━━━━━ DATA TO EXAMINE ━━━━━

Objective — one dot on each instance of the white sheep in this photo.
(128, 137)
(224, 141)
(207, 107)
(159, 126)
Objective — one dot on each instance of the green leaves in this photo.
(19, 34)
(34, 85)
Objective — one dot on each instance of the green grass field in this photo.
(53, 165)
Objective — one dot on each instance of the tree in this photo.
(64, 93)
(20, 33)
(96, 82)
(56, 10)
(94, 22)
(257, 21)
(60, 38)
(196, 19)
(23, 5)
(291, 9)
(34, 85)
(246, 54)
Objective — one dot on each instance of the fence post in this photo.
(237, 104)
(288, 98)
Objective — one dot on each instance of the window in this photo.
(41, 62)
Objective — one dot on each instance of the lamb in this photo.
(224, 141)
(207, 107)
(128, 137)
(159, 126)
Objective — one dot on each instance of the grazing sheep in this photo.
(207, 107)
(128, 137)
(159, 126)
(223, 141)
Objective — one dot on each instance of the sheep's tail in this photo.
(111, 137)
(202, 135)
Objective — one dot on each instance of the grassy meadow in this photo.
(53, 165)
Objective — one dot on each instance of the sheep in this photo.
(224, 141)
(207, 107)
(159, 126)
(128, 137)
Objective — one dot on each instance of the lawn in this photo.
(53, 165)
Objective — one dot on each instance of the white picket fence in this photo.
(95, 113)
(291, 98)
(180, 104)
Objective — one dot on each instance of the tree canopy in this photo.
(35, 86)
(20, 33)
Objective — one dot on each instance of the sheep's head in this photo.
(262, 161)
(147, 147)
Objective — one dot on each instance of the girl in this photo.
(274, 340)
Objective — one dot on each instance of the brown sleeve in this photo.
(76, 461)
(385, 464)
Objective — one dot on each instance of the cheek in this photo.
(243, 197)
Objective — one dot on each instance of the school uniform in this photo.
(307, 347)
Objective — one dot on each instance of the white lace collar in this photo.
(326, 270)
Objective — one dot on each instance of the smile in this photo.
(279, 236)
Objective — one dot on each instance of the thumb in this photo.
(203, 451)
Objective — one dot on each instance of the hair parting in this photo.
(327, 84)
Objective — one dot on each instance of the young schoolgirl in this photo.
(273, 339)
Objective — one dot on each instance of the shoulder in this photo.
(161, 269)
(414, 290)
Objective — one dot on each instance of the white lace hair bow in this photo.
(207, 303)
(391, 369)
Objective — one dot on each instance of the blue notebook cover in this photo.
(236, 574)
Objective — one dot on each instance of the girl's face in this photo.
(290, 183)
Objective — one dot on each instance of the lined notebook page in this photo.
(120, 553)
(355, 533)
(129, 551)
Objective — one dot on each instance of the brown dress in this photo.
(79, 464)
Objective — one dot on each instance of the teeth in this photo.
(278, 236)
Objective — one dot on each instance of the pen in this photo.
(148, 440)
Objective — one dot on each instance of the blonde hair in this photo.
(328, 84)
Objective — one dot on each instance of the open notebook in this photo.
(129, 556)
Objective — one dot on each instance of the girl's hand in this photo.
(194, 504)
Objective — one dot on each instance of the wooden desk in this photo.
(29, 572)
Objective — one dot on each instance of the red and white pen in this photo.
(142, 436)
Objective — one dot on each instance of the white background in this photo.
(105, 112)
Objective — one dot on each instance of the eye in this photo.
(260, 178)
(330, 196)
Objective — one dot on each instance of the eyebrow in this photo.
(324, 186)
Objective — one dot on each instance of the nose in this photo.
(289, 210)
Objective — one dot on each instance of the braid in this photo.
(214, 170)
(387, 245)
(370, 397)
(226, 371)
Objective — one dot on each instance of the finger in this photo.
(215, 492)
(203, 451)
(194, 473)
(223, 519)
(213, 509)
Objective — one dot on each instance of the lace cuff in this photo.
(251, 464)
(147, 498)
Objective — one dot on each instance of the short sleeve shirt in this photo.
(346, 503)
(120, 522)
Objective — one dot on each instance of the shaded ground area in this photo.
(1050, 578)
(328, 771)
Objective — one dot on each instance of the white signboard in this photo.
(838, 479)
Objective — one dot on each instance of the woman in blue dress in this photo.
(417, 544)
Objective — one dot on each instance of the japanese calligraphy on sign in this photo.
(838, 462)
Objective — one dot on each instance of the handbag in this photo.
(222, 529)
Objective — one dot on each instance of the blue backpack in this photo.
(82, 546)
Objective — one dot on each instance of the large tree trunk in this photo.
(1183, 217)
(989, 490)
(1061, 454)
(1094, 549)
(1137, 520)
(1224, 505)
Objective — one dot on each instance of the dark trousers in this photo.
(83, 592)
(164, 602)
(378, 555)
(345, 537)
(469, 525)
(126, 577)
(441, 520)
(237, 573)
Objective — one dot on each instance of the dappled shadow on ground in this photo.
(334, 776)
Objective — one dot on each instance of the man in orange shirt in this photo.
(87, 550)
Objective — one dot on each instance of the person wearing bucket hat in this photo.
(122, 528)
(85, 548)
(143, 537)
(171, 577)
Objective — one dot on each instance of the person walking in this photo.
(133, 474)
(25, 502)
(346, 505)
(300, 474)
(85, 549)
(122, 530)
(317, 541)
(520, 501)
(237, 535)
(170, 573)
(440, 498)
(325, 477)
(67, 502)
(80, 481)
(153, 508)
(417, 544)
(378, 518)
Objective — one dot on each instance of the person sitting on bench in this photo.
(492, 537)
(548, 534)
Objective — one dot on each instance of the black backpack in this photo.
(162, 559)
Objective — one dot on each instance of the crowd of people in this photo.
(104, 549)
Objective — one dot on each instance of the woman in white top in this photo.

━━━━━

## TO DO
Output the complete set of records word for word.

## SOLUTION TO THE PROBLEM
Objective — one dot on each instance of the white sheep in this photo.
(128, 137)
(224, 141)
(207, 107)
(159, 126)
Objective — one dot on each instance of the green leaves in this photo.
(19, 34)
(34, 85)
Objective — one dot on each instance of the green grass field in this photo.
(53, 165)
Objective — one dot on each instance of the tree in this photo.
(64, 93)
(20, 33)
(96, 82)
(56, 10)
(94, 22)
(257, 21)
(60, 38)
(196, 19)
(23, 5)
(291, 9)
(34, 85)
(246, 54)
Objective — one dot on each instance of the fence post in this photo.
(237, 104)
(288, 98)
Objective — one dot on each instance of the window in this photo.
(41, 62)
Objective — one dot on each instance of the lamb in this photo.
(224, 141)
(207, 107)
(128, 137)
(159, 126)
Objective — one dot on each instance of the grazing sheep in this photo.
(207, 107)
(128, 137)
(159, 126)
(223, 141)
Objective — one dot on each instance of the sheep's tail in this photo.
(111, 137)
(202, 135)
Objective — one dot on each instance of the grassy meadow in this photo.
(53, 165)
Objective — one dot on each instance of the sheep in this photo.
(224, 141)
(207, 107)
(159, 126)
(128, 137)
Objective — one dot on each instance of the lawn in this photo.
(53, 165)
Objective — one dot on each instance of the white picket fence in this photo.
(95, 113)
(291, 98)
(180, 104)
Objective — one dot on each instance of the tree canopy in this photo.
(35, 86)
(20, 33)
Objective — one dot on each instance of the sheep's head in this photo.
(262, 161)
(147, 147)
Objective — one dot on each instance of the girl in this photo.
(274, 340)
Objective — one dot on each instance of the brown sleeve in this photo.
(76, 461)
(385, 464)
Objective — one dot on each instance of the cheek in this photo.
(243, 197)
Objective — one dot on each instance of the school uniform in this photo.
(307, 347)
Objective — one dot on each instance of the white lace collar in this photo.
(326, 270)
Objective — one dot on each instance of the smile in this photo.
(279, 236)
Objective — one dot on each instance of the thumb in this photo.
(203, 451)
Objective — one dot on each instance of the hair parting in this photo.
(327, 84)
Objective — one dot on each instance of the young schoolgirl in this photo.
(273, 339)
Objective — one dot on each instance of the shoulder in this photo.
(161, 269)
(414, 290)
Objective — one dot on each instance of the white lace hair bow in this photo.
(207, 303)
(391, 369)
Objective — one dot on each instance of the blue notebook cover in this photo.
(236, 574)
Objective — one dot on each instance of the girl's face in this photo.
(290, 183)
Objective — one dot on each instance of the lined notebook page in this photo.
(120, 553)
(355, 533)
(129, 551)
Objective — one dot on each instance of the brown dress in this photo.
(79, 464)
Objective — one dot on each instance of the teeth in this photo.
(278, 236)
Objective — one dot on each instance of the pen in this photo.
(148, 440)
Objective — one dot on each instance of the blonde hair in this photo.
(328, 84)
Objective — one dot on each instance of the open notebook in this photo.
(129, 556)
Objective — one dot on each instance of the girl's hand in this photo.
(194, 504)
Objective — one dot on each instance of the wooden desk in this photo.
(29, 572)
Objective — one dot on each instance of the red and white pen in this photo.
(142, 436)
Objective — one dot on each instance of the white background in this photo.
(105, 112)
Objective — one dot on each instance of the eye in this photo.
(260, 178)
(330, 196)
Objective — one dot on each instance of the eyebrow in this photo.
(324, 186)
Objective — one dot on each instance of the nose in this photo.
(289, 210)
Objective — one dot on each instance of the braid in this photo.
(214, 170)
(387, 245)
(370, 397)
(226, 371)
Objective — one dot on each instance of the finger in this photo.
(215, 492)
(203, 451)
(194, 473)
(223, 519)
(213, 509)
Objective — one dot on each instance of the lace cuff in this photo.
(251, 464)
(147, 498)
Objective — one dot on each instance of the short sleeve shirt in this photo.
(346, 503)
(120, 522)
Objective — one dot on each instance of the shaded ground area in this photo.
(1050, 578)
(328, 771)
Objective — one dot on each instance of the white signboard in this photo.
(838, 479)
Objective — one dot on each instance of the woman in blue dress in this photo.
(417, 544)
Objective — one dot on each instance of the japanese calligraphy on sign in this photo.
(838, 462)
Objective — one dot on each instance of the handbag in this photo.
(222, 529)
Objective — one dot on each instance of the blue backpack in this photo.
(82, 546)
Objective — one dot on each instance of the large tree trunk in this photo.
(1183, 217)
(989, 490)
(1061, 454)
(1094, 549)
(1137, 520)
(1224, 505)
Objective — one dot on each instance of the dark trousers in this photo.
(83, 592)
(164, 602)
(378, 555)
(345, 537)
(469, 525)
(126, 577)
(441, 520)
(237, 573)
Objective — one dot on each instance of the dappled shadow on ground in this photo.
(334, 776)
Objective — one dot on each instance of the man in orange shirt in this photo.
(87, 550)
Objective — one dot on each instance of the person wearing bucket hat in this photo.
(122, 528)
(85, 548)
(143, 537)
(171, 577)
Objective — one dot on each instance of the person walking in this photo.
(133, 474)
(25, 502)
(346, 505)
(300, 474)
(85, 549)
(122, 530)
(317, 541)
(520, 501)
(237, 535)
(170, 573)
(440, 498)
(325, 477)
(67, 502)
(80, 481)
(153, 508)
(417, 544)
(378, 518)
Objective — one dot on each instance of the person sitting on bench in this photo.
(492, 537)
(548, 534)
Objective — one dot on each instance of the black backpack in this photo.
(162, 559)
Objective — one dot on each instance of the crowd of people in this photo.
(104, 549)
Objective — one dot on each instance of the woman in white top in this photo.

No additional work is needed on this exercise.